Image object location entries
'''

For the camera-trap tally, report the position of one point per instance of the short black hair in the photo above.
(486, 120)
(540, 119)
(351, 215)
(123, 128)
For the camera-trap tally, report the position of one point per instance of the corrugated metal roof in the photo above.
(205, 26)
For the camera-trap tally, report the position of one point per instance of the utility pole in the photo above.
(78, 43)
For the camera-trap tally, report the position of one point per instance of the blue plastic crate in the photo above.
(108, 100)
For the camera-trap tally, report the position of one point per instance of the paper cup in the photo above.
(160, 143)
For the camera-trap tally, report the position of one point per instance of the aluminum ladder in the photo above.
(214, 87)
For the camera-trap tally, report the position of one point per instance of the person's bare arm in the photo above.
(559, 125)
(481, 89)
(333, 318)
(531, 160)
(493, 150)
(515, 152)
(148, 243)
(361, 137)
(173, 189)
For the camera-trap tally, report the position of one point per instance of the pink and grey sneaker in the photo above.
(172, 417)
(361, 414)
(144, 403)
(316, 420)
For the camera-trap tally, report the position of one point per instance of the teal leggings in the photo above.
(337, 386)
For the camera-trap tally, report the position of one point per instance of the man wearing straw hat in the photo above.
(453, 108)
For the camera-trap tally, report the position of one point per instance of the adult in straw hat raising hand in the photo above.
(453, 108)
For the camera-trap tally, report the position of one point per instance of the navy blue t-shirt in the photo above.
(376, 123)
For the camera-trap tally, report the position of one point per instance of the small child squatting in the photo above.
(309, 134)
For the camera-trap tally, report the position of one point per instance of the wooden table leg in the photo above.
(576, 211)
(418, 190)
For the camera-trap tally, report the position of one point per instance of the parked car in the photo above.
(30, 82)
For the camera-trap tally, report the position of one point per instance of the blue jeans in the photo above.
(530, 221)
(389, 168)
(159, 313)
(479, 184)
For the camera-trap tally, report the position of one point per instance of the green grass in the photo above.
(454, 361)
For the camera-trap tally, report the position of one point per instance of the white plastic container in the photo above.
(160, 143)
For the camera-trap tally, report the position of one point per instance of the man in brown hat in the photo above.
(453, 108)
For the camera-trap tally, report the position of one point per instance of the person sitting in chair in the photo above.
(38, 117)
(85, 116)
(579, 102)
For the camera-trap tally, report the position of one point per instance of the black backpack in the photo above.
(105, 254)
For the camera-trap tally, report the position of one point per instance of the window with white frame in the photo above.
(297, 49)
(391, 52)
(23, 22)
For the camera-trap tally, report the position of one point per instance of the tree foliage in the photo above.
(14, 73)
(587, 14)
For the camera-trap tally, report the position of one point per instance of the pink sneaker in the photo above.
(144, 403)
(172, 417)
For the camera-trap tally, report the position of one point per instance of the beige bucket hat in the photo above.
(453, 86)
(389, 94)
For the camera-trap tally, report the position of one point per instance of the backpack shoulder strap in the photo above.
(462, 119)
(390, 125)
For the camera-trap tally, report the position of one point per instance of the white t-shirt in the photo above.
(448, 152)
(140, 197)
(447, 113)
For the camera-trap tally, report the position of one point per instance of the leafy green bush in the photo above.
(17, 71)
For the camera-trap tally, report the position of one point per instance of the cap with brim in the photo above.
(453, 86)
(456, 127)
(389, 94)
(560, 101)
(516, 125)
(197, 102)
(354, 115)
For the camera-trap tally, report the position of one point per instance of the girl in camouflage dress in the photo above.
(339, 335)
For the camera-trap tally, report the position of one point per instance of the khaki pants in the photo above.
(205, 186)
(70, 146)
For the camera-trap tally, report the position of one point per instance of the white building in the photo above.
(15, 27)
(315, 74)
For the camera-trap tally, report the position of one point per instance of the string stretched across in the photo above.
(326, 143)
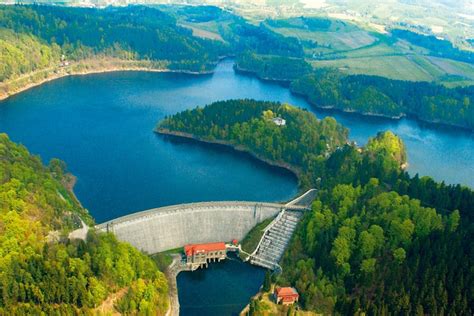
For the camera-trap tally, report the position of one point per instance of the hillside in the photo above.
(371, 95)
(376, 240)
(248, 126)
(41, 270)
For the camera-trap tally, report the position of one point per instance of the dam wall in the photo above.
(172, 227)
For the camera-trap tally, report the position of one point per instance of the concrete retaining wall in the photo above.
(171, 227)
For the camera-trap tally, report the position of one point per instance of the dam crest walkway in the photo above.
(171, 227)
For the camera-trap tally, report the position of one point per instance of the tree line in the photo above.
(365, 94)
(41, 270)
(376, 241)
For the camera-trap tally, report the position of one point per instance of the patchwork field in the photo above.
(405, 67)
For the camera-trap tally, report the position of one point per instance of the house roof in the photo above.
(286, 291)
(197, 248)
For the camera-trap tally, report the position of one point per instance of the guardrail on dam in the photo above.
(174, 226)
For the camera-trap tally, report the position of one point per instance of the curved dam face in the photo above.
(171, 227)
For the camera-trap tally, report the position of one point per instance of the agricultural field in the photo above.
(405, 67)
(329, 35)
(353, 49)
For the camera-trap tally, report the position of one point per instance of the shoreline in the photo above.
(59, 73)
(65, 72)
(412, 116)
(295, 171)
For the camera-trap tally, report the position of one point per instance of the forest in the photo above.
(248, 124)
(53, 33)
(41, 270)
(438, 47)
(365, 94)
(377, 240)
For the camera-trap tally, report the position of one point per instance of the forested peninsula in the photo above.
(376, 239)
(42, 270)
(368, 95)
(39, 43)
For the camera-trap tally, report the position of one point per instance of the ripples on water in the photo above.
(102, 124)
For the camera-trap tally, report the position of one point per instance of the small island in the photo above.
(370, 218)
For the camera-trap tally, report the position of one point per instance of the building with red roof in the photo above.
(198, 255)
(286, 295)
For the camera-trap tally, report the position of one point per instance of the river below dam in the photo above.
(102, 125)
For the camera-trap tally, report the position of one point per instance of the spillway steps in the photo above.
(275, 240)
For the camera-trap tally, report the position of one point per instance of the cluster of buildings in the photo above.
(200, 255)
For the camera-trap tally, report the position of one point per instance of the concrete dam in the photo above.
(171, 227)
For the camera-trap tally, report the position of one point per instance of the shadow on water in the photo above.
(192, 144)
(224, 288)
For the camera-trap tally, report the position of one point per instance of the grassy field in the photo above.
(355, 50)
(405, 67)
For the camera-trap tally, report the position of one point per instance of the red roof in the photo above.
(286, 292)
(197, 248)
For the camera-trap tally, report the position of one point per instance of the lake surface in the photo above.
(102, 126)
(223, 288)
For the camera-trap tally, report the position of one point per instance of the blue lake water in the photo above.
(102, 126)
(223, 288)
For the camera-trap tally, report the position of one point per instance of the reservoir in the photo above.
(101, 125)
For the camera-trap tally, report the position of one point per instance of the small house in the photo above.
(279, 121)
(198, 255)
(286, 295)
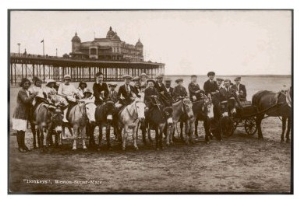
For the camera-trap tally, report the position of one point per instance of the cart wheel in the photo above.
(227, 126)
(250, 126)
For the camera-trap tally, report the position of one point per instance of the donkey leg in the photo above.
(283, 121)
(181, 132)
(33, 130)
(124, 137)
(100, 136)
(258, 125)
(288, 129)
(75, 137)
(196, 128)
(108, 136)
(134, 136)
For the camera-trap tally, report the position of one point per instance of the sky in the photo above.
(187, 41)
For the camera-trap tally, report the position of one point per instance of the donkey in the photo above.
(275, 105)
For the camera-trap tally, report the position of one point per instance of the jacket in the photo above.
(210, 87)
(193, 88)
(179, 91)
(97, 89)
(24, 102)
(241, 89)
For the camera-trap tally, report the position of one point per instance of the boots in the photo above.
(22, 135)
(19, 140)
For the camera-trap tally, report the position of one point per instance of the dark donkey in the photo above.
(159, 118)
(47, 119)
(275, 105)
(104, 116)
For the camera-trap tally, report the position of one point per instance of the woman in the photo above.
(21, 113)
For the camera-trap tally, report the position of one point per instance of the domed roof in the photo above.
(110, 33)
(139, 44)
(116, 37)
(76, 38)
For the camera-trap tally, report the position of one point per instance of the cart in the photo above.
(244, 117)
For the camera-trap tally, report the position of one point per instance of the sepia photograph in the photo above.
(150, 101)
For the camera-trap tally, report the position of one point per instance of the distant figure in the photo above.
(143, 81)
(21, 113)
(168, 87)
(219, 83)
(240, 89)
(81, 87)
(179, 90)
(100, 89)
(194, 89)
(210, 86)
(126, 93)
(113, 95)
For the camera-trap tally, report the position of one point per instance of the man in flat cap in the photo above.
(240, 89)
(179, 90)
(126, 93)
(168, 87)
(150, 93)
(226, 91)
(143, 81)
(210, 86)
(69, 91)
(100, 89)
(161, 89)
(113, 95)
(194, 89)
(136, 86)
(219, 83)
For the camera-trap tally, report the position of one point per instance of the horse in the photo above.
(203, 111)
(183, 112)
(129, 117)
(77, 120)
(48, 118)
(158, 118)
(103, 115)
(274, 105)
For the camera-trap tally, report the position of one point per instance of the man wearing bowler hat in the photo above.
(126, 93)
(168, 87)
(219, 83)
(210, 86)
(113, 95)
(240, 89)
(100, 89)
(194, 89)
(179, 90)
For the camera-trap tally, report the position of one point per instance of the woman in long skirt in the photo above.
(21, 113)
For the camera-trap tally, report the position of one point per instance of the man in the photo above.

'''

Repeat exactly the lines from the line containing "domed roof in the photo above." through the end of the listing above; both boundary lines are part of the output.

## Full solution
For the camera-trap tally, report the position of one point per instance of the domed roof in the photo above.
(110, 33)
(139, 44)
(116, 37)
(76, 38)
For the camera-trap tally, report the position of one point per instance of the cart in the photo above.
(244, 117)
For the camera-trap tally, report the position of one point per instance of the sepia photograph in the photo above.
(150, 101)
For the camera-trap tally, report the position of one point per instance of the distant figure in the photo above.
(143, 81)
(21, 113)
(168, 87)
(219, 83)
(240, 89)
(81, 87)
(179, 90)
(100, 89)
(194, 89)
(210, 86)
(126, 93)
(113, 95)
For the camera-trap tally, report the position of one point per instance of the man in flat cap in the photo above.
(240, 89)
(179, 90)
(126, 93)
(168, 87)
(150, 93)
(226, 91)
(143, 81)
(210, 86)
(69, 91)
(100, 89)
(161, 89)
(113, 95)
(194, 89)
(136, 86)
(219, 83)
For the camera-trap tally, report the position of one point per instance of the horse in the photo above.
(203, 111)
(183, 112)
(129, 117)
(77, 120)
(48, 118)
(158, 118)
(103, 115)
(274, 105)
For the camera-trap tally, report the position of one point per instance of the man wearing bowler hat in the photo above.
(126, 93)
(168, 87)
(219, 83)
(210, 86)
(113, 95)
(240, 89)
(100, 89)
(194, 89)
(179, 90)
For the camera-trap tally, report the position of one point per instance of the woman in long skirt in the photo above.
(21, 113)
For the camera-trap tally, report the position of one point per instance of the man in the photo above.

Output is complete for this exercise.